CodeForces-1497C2 k-LCM (hard version)
Table of Contents
CodeForces-1497C2 k-LCM (hard version) #
题目大意 #
给定正整数 $n, k$ , $3\leq k\leq n$ , 构造数组 $a_1, a_2, …, a_k$ , 使得 $\sum_{1\leq i\leq k}a_i = n$ 且 $lcm({a_i|1\leq i\leq n}) \leq \lfloor \frac{n}{2}\rfloor$ .
Solution 1 #
因为 $lcm(1, a) = a$ , 所以先输出 $k - 3$ 个 $1$ , 再考虑把 $m = n - (k - 3)$ 拆分成 $3$ 个数.
- 若 $m = 2t + 1$ , 则拆分为 $1, t, t$ ;
- 如果 $m = 4t + 2$ , 则拆分为 $2, 2t, 2t$ ;
- 如果 $m = 4t + 4$ , 则拆分为 $t + 1, t + 1, 2t + 2$ .
代码如下:
#include "bits/stdc++.h"
using namespace std;
#define ll long long
int main() {
int t;
cin>>t;
while (t--) {
int n, k;
cin>>n>>k;
for (int i = 1; i <= k - 3; i++) {
cout<<1<<" ";
}
n = n - (k - 3);
if (n % 2 == 1) {
cout<<1<<" "<<(n - 1) / 2<<" "<<(n - 1) / 2<<endl;
}
else if (n % 4 == 2) {
cout<<2<<" "<<(n - 2) / 2<<" "<<(n - 2) / 2<<endl;
}
else {
cout<<(n - 4) / 4 + 1<<" "<<(n - 4) / 4 + 1<<" "<<(n - 4) / 2 + 2<<endl;
}
}
return 0;
}
----------
--- 任务说明 A ---
请把下方数据行中从含有“Mark the region of each instance of the nameplate”的那一行起、到含有“POLYGON ((99 154, 97”的那一行为止（两端都包括）的各行重新写出，要求部分照原样保留，只将答案里的每个坐标值平移，各加上106。只处理这几行。

--- 数据列表 ---
----------
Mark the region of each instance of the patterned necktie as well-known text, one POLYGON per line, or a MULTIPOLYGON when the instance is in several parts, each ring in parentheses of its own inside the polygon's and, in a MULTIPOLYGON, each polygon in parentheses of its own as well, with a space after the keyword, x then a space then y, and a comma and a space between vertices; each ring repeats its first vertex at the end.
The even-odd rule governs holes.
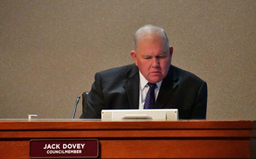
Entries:
POLYGON ((144 109, 154 109, 154 89, 156 86, 156 84, 148 82, 147 85, 150 86, 150 89, 146 96, 144 109))

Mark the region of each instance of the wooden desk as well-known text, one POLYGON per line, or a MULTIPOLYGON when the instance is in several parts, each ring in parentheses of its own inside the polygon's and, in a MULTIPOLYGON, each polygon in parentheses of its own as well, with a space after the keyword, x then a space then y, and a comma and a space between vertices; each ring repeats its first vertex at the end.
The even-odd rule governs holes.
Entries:
POLYGON ((0 120, 0 159, 30 159, 31 139, 95 138, 101 159, 256 158, 256 121, 0 120))

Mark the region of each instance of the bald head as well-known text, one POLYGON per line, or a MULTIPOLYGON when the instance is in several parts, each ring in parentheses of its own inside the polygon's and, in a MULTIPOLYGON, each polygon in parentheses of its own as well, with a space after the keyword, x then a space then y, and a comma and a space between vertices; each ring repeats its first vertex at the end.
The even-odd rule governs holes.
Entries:
POLYGON ((169 39, 166 33, 163 28, 151 25, 147 25, 139 29, 134 34, 134 50, 136 50, 139 41, 142 39, 153 38, 155 36, 160 37, 163 39, 163 43, 166 49, 169 48, 169 39))

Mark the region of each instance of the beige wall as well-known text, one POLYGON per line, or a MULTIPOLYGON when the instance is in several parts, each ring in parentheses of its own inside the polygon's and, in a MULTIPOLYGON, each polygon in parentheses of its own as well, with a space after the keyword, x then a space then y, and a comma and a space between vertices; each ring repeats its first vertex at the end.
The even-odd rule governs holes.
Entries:
MULTIPOLYGON (((207 118, 256 119, 255 0, 0 0, 0 118, 72 116, 97 72, 159 25, 172 64, 208 84, 207 118)), ((81 102, 76 118, 81 113, 81 102)))

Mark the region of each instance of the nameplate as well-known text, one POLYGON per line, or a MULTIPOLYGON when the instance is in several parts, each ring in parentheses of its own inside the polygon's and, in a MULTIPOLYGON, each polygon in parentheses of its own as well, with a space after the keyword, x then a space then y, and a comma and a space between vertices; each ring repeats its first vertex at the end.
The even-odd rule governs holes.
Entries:
POLYGON ((99 154, 97 139, 32 140, 32 159, 96 158, 99 154))

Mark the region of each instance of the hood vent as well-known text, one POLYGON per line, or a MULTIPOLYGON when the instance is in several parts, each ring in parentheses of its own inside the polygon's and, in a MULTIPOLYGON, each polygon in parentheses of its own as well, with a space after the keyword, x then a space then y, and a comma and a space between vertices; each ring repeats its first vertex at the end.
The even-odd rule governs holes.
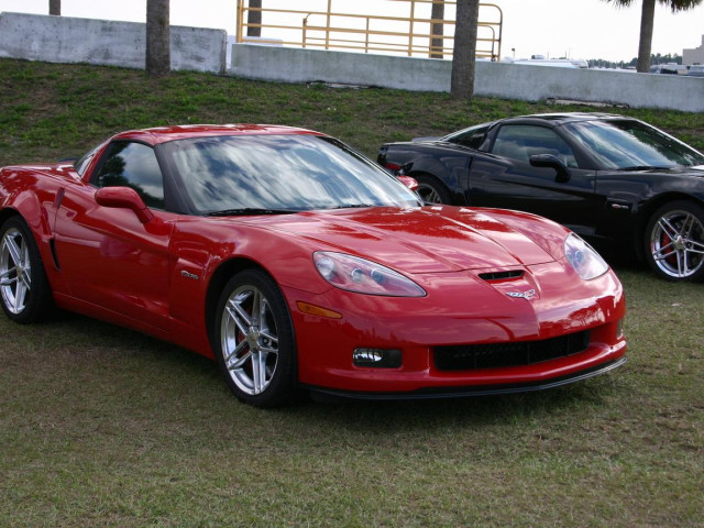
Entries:
POLYGON ((487 283, 492 283, 496 280, 509 280, 513 278, 520 278, 522 276, 524 276, 522 270, 510 270, 508 272, 480 273, 480 278, 482 280, 486 280, 487 283))

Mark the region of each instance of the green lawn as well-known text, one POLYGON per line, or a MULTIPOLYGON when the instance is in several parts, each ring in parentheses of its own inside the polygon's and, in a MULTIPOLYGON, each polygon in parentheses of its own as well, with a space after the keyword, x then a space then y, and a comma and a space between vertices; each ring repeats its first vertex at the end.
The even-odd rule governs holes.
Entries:
MULTIPOLYGON (((186 122, 302 125, 375 156, 554 110, 0 59, 0 165, 186 122)), ((704 148, 704 116, 618 112, 704 148)), ((257 410, 188 351, 78 316, 0 317, 0 527, 704 527, 704 285, 616 271, 623 369, 450 402, 257 410)))

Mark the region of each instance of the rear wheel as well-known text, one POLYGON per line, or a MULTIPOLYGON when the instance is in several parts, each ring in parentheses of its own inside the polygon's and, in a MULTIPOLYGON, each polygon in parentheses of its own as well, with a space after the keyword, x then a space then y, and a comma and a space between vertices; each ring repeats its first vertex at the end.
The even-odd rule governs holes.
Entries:
POLYGON ((268 275, 248 270, 227 284, 213 345, 226 383, 242 402, 273 407, 296 389, 296 345, 283 294, 268 275))
POLYGON ((23 324, 41 320, 53 305, 38 248, 18 217, 0 228, 0 301, 9 318, 23 324))
POLYGON ((673 201, 658 209, 646 228, 646 258, 669 280, 704 277, 704 208, 673 201))
POLYGON ((418 182, 416 193, 426 204, 450 204, 450 191, 437 178, 427 174, 413 175, 418 182))

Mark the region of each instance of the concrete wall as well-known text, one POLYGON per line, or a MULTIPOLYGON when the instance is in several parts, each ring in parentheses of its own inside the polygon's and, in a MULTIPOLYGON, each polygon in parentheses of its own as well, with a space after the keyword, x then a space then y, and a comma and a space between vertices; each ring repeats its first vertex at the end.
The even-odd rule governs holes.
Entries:
MULTIPOLYGON (((222 74, 223 30, 172 26, 172 69, 222 74)), ((22 13, 0 15, 0 57, 144 68, 146 24, 22 13)))
MULTIPOLYGON (((250 44, 232 46, 228 75, 287 82, 340 82, 416 91, 450 91, 449 61, 295 50, 250 44)), ((617 70, 570 69, 509 63, 476 63, 474 94, 540 101, 569 99, 704 111, 704 79, 617 70)))
MULTIPOLYGON (((2 13, 0 57, 144 68, 145 24, 2 13)), ((449 61, 234 44, 222 30, 172 26, 172 68, 285 82, 338 82, 450 91, 449 61)), ((568 99, 704 112, 704 78, 476 63, 477 96, 568 99)))

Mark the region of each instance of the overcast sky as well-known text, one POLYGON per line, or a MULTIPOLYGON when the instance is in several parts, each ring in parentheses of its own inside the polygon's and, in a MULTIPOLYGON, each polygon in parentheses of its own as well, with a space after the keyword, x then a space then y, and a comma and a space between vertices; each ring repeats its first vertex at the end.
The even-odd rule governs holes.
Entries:
MULTIPOLYGON (((273 1, 273 0, 272 0, 273 1)), ((541 54, 550 57, 604 58, 630 61, 638 55, 640 2, 618 9, 604 0, 488 0, 501 7, 504 15, 502 56, 516 58, 541 54)), ((319 9, 321 0, 276 0, 277 8, 319 9), (305 7, 311 4, 311 8, 305 7), (293 8, 295 6, 295 8, 293 8)), ((327 2, 322 2, 327 4, 327 2)), ((174 25, 223 29, 235 32, 235 0, 170 0, 174 25)), ((263 1, 264 7, 267 0, 263 1)), ((334 11, 370 14, 380 6, 391 4, 406 15, 406 2, 388 0, 333 0, 334 11)), ((48 0, 0 0, 0 12, 48 12, 48 0)), ((144 22, 146 0, 62 0, 65 16, 99 18, 144 22)), ((492 15, 493 16, 493 15, 492 15)), ((704 6, 680 14, 658 6, 652 53, 679 54, 702 45, 704 6)))

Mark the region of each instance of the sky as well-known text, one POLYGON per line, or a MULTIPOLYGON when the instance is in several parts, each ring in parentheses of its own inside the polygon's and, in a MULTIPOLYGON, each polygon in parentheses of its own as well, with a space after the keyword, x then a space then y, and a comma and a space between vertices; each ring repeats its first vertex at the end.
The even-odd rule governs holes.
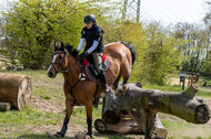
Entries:
MULTIPOLYGON (((17 0, 0 0, 1 10, 7 8, 8 1, 17 0)), ((208 11, 207 1, 211 2, 211 0, 141 0, 140 20, 155 20, 163 25, 175 24, 177 22, 202 23, 202 18, 208 11)), ((135 14, 135 10, 130 7, 135 8, 135 6, 129 6, 128 9, 128 12, 135 14)))
POLYGON ((160 21, 164 25, 177 22, 200 23, 211 0, 141 0, 142 20, 160 21))

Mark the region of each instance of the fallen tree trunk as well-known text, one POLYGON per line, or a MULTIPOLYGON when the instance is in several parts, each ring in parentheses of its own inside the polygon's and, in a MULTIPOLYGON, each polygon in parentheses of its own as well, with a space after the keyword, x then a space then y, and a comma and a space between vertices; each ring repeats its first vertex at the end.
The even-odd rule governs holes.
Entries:
POLYGON ((32 84, 28 76, 0 74, 0 101, 10 103, 11 108, 22 109, 31 98, 32 84))
POLYGON ((117 95, 115 99, 107 96, 104 121, 117 124, 121 120, 122 111, 127 110, 147 139, 167 138, 168 132, 158 118, 159 111, 174 115, 193 124, 205 124, 210 119, 208 105, 195 96, 198 92, 195 85, 191 85, 182 93, 141 89, 134 84, 129 84, 128 87, 125 92, 119 88, 121 95, 117 95))

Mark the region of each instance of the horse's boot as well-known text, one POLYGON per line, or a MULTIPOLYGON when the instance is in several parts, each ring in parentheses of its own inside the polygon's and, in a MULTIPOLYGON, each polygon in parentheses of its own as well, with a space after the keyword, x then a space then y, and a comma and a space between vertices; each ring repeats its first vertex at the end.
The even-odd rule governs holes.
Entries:
POLYGON ((80 81, 86 81, 87 79, 84 73, 80 73, 79 78, 80 78, 80 81))
POLYGON ((100 73, 100 81, 102 82, 102 85, 103 85, 103 88, 104 88, 104 93, 109 93, 111 90, 111 88, 107 84, 107 77, 105 77, 103 71, 101 71, 101 73, 100 73))

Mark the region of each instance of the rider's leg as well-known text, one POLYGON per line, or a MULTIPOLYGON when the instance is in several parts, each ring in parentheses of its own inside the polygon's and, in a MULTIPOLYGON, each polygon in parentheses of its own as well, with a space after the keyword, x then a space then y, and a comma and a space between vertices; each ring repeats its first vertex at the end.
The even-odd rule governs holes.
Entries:
POLYGON ((102 53, 92 53, 92 58, 94 62, 94 67, 99 74, 100 81, 103 84, 104 92, 108 93, 110 92, 110 88, 107 84, 107 77, 104 75, 104 72, 102 71, 102 53))

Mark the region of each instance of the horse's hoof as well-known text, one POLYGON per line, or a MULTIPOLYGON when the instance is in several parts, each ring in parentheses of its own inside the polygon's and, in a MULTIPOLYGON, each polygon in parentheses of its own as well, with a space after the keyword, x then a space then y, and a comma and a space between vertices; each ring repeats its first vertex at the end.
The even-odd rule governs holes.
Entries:
POLYGON ((128 86, 127 85, 122 85, 123 90, 128 90, 128 86))
POLYGON ((74 137, 76 137, 76 139, 91 139, 91 137, 89 135, 84 135, 84 133, 81 133, 81 132, 79 132, 74 137))
POLYGON ((61 132, 57 132, 57 133, 51 133, 51 132, 46 132, 46 135, 49 137, 49 138, 63 138, 64 135, 61 133, 61 132))

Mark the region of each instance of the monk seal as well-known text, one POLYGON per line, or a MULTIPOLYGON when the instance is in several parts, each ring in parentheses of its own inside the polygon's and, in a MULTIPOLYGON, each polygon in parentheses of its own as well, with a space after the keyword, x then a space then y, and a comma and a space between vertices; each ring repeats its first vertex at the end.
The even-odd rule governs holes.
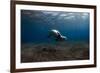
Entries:
POLYGON ((48 38, 54 38, 56 41, 65 41, 67 39, 66 36, 61 35, 61 33, 56 29, 49 31, 48 38))

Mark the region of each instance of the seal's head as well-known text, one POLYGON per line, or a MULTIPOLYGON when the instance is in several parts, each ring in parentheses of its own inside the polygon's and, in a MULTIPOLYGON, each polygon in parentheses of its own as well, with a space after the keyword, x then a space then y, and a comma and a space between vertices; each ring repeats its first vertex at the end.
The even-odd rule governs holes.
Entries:
POLYGON ((48 37, 54 38, 56 41, 65 41, 67 38, 63 35, 58 30, 52 29, 49 31, 48 37))

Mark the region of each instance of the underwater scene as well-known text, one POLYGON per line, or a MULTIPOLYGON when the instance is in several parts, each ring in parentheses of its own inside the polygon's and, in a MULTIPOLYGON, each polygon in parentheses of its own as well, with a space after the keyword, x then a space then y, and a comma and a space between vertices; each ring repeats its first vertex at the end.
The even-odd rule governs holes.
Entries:
POLYGON ((21 10, 21 62, 89 59, 88 12, 21 10))

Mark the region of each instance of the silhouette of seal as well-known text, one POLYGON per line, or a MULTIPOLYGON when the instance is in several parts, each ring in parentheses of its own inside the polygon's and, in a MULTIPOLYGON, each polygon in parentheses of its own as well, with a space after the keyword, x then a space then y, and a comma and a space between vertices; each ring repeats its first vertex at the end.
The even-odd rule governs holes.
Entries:
POLYGON ((56 41, 65 41, 67 39, 66 36, 61 35, 61 33, 56 29, 49 31, 48 38, 54 38, 56 41))

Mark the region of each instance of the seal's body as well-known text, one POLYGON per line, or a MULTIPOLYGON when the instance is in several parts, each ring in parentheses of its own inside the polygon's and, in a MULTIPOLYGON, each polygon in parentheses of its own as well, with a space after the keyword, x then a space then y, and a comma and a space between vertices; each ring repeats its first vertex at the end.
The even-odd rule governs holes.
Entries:
POLYGON ((52 29, 50 32, 49 32, 49 35, 48 37, 52 37, 54 38, 56 41, 64 41, 66 40, 67 38, 65 36, 62 36, 61 33, 58 31, 58 30, 55 30, 55 29, 52 29))

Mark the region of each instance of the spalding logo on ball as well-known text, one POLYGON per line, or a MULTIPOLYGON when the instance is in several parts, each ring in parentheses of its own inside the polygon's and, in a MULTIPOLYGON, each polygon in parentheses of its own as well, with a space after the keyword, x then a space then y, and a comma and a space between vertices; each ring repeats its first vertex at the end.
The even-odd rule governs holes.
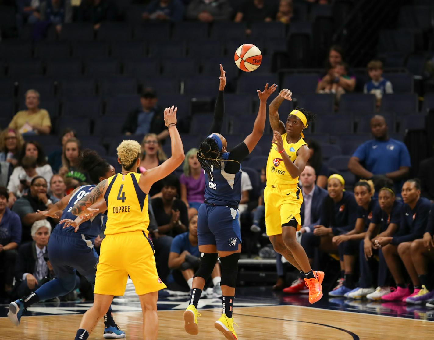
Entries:
POLYGON ((244 44, 237 49, 234 60, 235 65, 240 69, 246 72, 251 72, 261 65, 262 53, 255 45, 244 44))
----------
--- 任务说明 B ---
根据给定文本的 Solution 1，当 m = 4t + 2 时，应把 m 拆分成哪三个数？

--- 完整答案 A ---
Mark the region of each instance of the nameplate as well-known text, one POLYGON per line, or a MULTIPOLYGON when the instance is in several parts, each ring in parentheses of its own inside the polygon's and, in a MULTIPOLYGON, each polygon in parentheses of its own as well, with a space after the keyword, x then a space then y, and a comma and a space between vertices; each ring repeats its first vertex at the end.
The even-odd rule governs holes.
Entries:
POLYGON ((205 260, 203 245, 138 246, 138 265, 202 264, 205 260))

--- 完整答案 B ---
拆分为 2, 2t, 2t。